State how many lines of the entries below contain the word "woman", treating uppercase and lowercase letters as distinct, and give only that number.

Collected data entries ::
· · · · · · ·

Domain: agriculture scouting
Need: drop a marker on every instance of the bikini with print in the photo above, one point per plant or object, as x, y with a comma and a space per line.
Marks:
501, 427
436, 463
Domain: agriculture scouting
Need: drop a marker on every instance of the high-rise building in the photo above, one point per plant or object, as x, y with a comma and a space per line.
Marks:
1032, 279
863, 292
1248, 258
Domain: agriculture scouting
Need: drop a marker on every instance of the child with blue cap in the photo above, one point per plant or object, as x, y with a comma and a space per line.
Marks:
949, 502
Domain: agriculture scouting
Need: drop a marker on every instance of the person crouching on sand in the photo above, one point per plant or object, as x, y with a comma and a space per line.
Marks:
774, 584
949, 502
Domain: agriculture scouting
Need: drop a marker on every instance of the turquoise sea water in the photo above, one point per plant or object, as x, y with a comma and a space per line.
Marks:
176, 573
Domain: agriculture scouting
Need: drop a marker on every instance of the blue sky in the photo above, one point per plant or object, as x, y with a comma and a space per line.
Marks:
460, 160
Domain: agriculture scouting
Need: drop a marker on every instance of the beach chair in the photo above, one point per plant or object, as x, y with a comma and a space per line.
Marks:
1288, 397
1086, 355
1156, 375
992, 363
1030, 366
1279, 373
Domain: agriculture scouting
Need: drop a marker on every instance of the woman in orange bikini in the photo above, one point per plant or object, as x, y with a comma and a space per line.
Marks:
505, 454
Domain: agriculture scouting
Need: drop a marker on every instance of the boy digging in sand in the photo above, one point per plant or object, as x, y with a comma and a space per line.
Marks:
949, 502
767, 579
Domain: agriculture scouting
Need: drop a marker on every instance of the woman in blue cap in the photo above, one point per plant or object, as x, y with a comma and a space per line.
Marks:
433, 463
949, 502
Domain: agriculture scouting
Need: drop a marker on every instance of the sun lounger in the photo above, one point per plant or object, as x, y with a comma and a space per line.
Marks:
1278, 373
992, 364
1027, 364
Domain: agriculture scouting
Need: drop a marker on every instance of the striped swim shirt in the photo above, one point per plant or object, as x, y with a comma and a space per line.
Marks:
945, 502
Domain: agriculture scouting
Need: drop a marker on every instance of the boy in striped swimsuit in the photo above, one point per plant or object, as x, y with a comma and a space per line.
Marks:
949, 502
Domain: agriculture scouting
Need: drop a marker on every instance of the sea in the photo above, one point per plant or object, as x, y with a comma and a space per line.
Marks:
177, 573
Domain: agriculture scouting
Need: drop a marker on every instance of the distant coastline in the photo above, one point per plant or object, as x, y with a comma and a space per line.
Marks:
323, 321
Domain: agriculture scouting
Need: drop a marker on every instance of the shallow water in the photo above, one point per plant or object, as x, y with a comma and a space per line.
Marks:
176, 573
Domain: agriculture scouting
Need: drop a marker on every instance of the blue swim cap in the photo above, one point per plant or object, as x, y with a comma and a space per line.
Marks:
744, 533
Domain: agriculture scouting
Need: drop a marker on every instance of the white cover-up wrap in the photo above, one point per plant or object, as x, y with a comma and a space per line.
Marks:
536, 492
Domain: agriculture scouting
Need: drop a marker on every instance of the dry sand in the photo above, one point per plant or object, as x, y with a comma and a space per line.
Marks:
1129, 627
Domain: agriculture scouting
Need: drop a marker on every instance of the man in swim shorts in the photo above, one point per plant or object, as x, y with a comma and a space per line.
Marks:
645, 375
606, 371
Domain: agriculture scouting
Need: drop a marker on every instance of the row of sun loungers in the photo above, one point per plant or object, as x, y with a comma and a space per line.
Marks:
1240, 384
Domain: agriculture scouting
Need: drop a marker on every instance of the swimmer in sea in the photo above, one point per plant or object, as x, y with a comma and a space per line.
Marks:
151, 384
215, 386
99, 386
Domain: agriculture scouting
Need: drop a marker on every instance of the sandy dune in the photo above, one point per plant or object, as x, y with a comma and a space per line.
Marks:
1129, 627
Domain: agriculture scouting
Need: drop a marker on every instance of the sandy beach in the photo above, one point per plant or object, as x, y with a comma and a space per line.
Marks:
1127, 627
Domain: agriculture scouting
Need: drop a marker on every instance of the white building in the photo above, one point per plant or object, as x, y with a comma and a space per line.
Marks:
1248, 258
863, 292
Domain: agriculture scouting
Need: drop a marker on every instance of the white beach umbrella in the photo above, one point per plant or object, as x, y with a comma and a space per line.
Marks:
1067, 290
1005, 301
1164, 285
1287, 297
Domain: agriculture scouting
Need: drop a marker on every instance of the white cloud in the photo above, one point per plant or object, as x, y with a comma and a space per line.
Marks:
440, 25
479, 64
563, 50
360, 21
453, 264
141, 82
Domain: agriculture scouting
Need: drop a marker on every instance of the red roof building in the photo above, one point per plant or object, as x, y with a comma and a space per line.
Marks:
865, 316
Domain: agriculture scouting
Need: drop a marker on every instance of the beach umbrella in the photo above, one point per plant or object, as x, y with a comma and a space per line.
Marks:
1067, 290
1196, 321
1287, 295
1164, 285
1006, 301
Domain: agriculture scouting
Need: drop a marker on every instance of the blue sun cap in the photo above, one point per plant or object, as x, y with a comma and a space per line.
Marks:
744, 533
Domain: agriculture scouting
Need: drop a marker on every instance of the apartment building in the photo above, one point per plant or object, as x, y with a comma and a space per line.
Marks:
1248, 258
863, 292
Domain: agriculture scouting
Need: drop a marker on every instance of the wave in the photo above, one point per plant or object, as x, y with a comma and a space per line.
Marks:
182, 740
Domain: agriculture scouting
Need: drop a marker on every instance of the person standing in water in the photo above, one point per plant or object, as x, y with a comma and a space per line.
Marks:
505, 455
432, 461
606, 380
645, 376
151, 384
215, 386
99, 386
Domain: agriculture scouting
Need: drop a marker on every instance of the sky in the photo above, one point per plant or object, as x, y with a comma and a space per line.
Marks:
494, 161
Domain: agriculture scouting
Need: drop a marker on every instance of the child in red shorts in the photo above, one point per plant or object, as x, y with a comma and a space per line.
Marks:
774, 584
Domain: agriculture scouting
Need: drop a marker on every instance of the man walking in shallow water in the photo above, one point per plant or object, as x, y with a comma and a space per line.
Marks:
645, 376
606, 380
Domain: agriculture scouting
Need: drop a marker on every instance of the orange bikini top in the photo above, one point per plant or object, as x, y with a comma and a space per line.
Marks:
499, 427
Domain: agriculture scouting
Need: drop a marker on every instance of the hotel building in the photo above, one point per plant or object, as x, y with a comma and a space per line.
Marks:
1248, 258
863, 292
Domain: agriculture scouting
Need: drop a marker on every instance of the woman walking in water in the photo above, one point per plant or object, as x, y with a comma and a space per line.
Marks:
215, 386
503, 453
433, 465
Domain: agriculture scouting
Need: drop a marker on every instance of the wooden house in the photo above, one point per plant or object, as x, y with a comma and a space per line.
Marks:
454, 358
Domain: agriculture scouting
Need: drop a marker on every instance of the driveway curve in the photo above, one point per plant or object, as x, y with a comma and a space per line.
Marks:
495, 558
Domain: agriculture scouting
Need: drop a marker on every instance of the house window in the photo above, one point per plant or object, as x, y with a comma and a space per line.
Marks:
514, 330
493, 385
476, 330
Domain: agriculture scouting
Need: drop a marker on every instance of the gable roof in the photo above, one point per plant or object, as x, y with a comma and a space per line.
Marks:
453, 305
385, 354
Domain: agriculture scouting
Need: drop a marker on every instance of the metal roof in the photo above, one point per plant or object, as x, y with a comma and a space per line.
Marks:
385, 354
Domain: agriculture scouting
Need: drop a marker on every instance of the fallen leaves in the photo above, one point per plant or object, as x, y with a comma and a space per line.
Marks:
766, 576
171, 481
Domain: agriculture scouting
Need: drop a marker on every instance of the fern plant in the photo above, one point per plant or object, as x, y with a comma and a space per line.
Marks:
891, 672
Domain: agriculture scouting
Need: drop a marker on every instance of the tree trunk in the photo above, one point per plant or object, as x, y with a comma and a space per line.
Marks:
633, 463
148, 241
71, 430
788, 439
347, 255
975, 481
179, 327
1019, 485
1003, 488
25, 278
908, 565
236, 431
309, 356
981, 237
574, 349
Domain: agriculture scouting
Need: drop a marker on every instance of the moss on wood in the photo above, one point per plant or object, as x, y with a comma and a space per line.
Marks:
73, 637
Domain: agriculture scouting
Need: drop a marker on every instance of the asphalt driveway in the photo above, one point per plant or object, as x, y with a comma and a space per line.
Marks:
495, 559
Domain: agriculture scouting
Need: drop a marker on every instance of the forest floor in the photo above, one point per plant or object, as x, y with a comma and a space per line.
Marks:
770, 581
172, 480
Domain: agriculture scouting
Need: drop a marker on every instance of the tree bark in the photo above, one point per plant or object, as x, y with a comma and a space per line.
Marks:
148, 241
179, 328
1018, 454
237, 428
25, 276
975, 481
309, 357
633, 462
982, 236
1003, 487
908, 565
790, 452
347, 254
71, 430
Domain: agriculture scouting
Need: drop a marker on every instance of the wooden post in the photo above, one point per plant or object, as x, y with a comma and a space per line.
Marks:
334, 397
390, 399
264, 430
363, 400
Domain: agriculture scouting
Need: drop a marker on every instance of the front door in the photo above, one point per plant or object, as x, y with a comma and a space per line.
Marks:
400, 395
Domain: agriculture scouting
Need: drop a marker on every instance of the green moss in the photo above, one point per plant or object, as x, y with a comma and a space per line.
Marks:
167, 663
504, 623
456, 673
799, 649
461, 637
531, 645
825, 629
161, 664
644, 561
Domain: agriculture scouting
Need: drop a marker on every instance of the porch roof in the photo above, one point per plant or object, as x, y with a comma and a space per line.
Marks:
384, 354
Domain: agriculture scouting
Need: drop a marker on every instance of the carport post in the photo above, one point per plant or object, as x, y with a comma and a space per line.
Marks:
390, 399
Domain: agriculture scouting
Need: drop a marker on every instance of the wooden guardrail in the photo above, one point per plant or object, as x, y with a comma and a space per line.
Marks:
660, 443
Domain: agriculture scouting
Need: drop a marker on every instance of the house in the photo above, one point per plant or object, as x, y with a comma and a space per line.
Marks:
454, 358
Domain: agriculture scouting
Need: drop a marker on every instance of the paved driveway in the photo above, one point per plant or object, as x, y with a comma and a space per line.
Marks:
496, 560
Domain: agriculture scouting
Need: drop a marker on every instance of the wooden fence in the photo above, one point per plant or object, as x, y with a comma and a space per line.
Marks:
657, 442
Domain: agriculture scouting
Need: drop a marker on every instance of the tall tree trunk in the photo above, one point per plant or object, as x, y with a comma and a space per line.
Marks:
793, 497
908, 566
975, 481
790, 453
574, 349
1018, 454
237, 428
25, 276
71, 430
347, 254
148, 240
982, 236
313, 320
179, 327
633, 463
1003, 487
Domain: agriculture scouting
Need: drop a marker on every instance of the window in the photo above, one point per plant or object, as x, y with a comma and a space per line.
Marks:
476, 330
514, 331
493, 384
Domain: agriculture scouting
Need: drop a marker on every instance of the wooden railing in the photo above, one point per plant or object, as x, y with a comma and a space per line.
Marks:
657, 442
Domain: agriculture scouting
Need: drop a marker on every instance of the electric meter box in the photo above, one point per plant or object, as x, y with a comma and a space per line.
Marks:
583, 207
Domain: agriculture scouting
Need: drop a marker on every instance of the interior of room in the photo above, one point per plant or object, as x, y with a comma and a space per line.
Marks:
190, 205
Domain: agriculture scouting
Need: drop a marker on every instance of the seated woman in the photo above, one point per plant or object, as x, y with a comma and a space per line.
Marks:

· · · · · · ·

OUTPUT OF THE TASK :: 4